El Estado del bienestar y la enfermedad de los costes

Manel Antelo
Manel Antelo EN VIVO

OPINIÓN

09 ene 2020 . Actualizado a las 05:00 h.

En muchos sectores económicos los avances tecnológicos son intensos y dan lugar a un crecimiento notable de la productividad, entendida como producto por hora trabajada, de manera que para fabricar una determinada cantidad son necesarias cada vez menos horas de trabajo. Esto es lo que sucede, por ejemplo, en los sectores industriales, donde fabricar un coche, un ordenador o un avión requieren cada vez menos horas. Fruto del incremento de la productividad, los salarios nominales en estos sectores aumentan y lo hacen, además, a mayor ritmo que el nivel general de los precios. Es así como los salarios reales de los trabajadores de estos sectores mejoran y los precios que pagan los consumidores, disminuyen.

— INSTRUCCIÓN DE TRABAJO 1 —
¿Puedes reescribir como lista el párrafo del fragmento sobre el Estado del bienestar que empieza con «En muchos sectores económicos», conservando sus datos principales?
— INSTRUCCIÓN DE TRABAJO 2 —
Según el fragmento sobre el Estado del bienestar, ¿son ciertas estas afirmaciones? Responde sí o no a cada una y cita las palabras del texto que lo deciden. (a) En los sectores industriales, fabricar un coche requiere cada vez más horas. (b) Los salarios nominales de estos sectores crecen más rápido que el nivel general de precios. (c) Los precios que pagan los consumidores suben.
— INSTRUCCIÓN DE TRABAJO 3 —
¿Podrías continuar el artículo sobre el Estado del bienestar y la enfermedad de los costes a partir de su última oración?
Los datos que vienen a continuación son material aparte y no guardan relación con el fragmento.

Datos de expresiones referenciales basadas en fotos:

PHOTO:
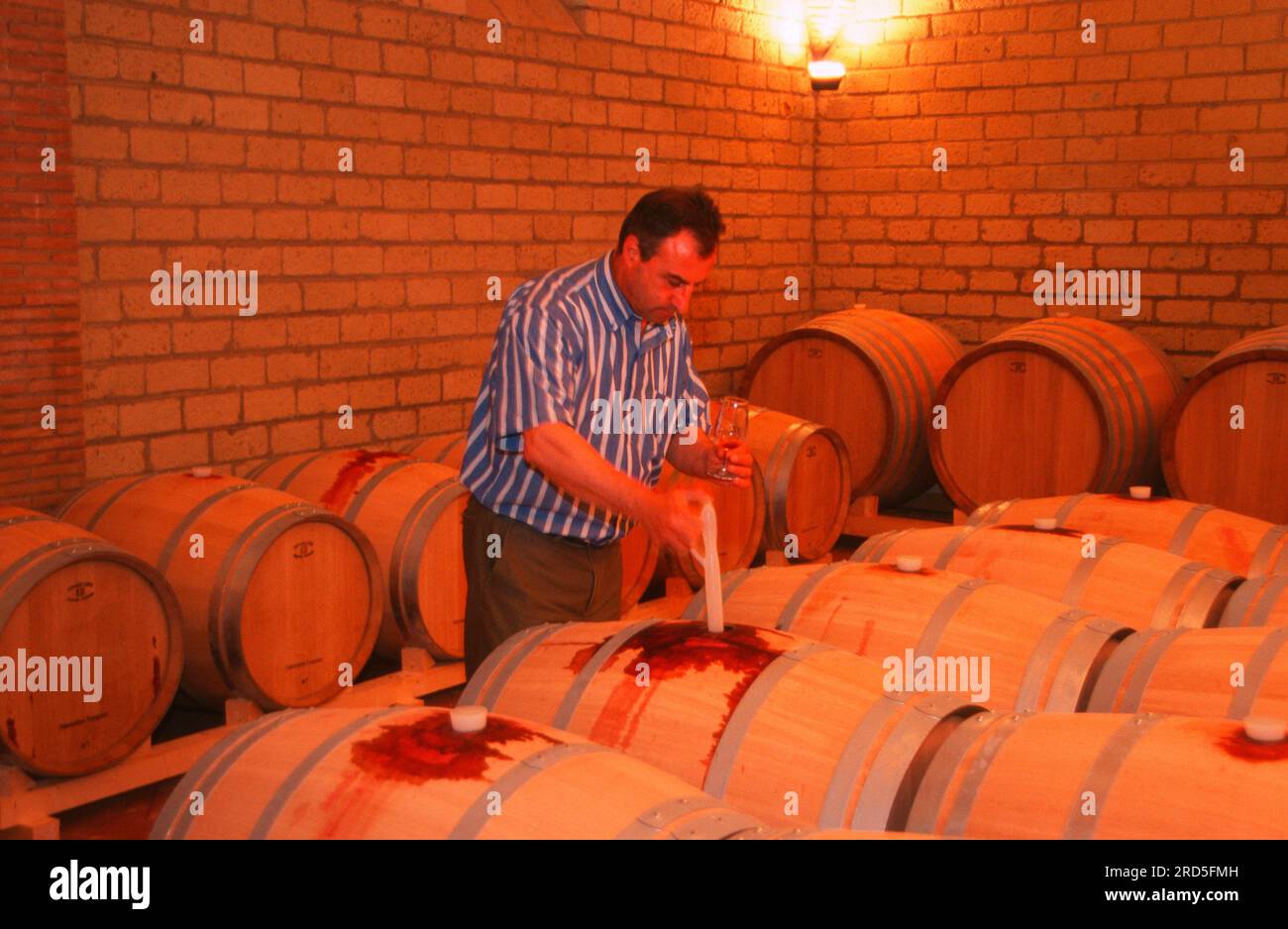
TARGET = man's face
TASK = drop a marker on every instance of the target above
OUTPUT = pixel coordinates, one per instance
(661, 287)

— ESPACIO DE RESPUESTA 1 —
- En muchos sectores económicos, los avances tecnológicos son intensos y elevan notablemente la productividad, entendida como producto por hora trabajada.
- Por eso, para fabricar una determinada cantidad hacen falta cada vez menos horas de trabajo.
- Es lo que ocurre en los sectores industriales, donde fabricar un coche, un ordenador o un avión requiere cada vez menos horas.
- Gracias a ese aumento de la productividad, los salarios nominales de estos sectores suben más deprisa que el nivel general de los precios.
- Como resultado, mejoran los salarios reales de sus trabajadores y bajan los precios que pagan los consumidores.

— ESPACIO DE RESPUESTA 2 —
(a) No: «fabricar un coche, un ordenador o un avión requieren cada vez menos horas».
(b) Sí: «los salarios nominales en estos sectores aumentan y lo hacen, además, a mayor ritmo que el nivel general de los precios».
(c) No: «los precios que pagan los consumidores, disminuyen».

— ESPACIO DE RESPUESTA 3 —
Las cosas son diferentes en otros sectores de la economía en los cuales es más difícil incorporar la tecnología a los procesos productivos y, en consecuencia, la productividad se mantiene a lo largo del tiempo o aumenta de manera muy tenue. Por ejemplo, una orquesta sinfónica que interpreta una obra de Beethoven emplea la misma cantidad de horas de trabajo que emplearía hace veinte, cuarenta o cien años. Esto es lo que, en mayor o menor medida, sucede en los sectores de carácter artesanal como la educación, la sanidad, los servicios de justicia o la seguridad. Todas estas actividades se caracterizan por un elevado componente de interacción humana más o menos irreductible y por un trade-off entre productividad y calidad, lo que dificulta la mecanización y la estandarización de la producción (para entendernos, podríamos mejorar la productividad aumentando, por ejemplo, el número de alumnos por aula o el de pacientes atendidos por día y médico, pero a costa de deteriorar la calidad). Y a pesar del escuálido crecimiento de la productividad, los salarios en estos sectores aumentan con el tiempo.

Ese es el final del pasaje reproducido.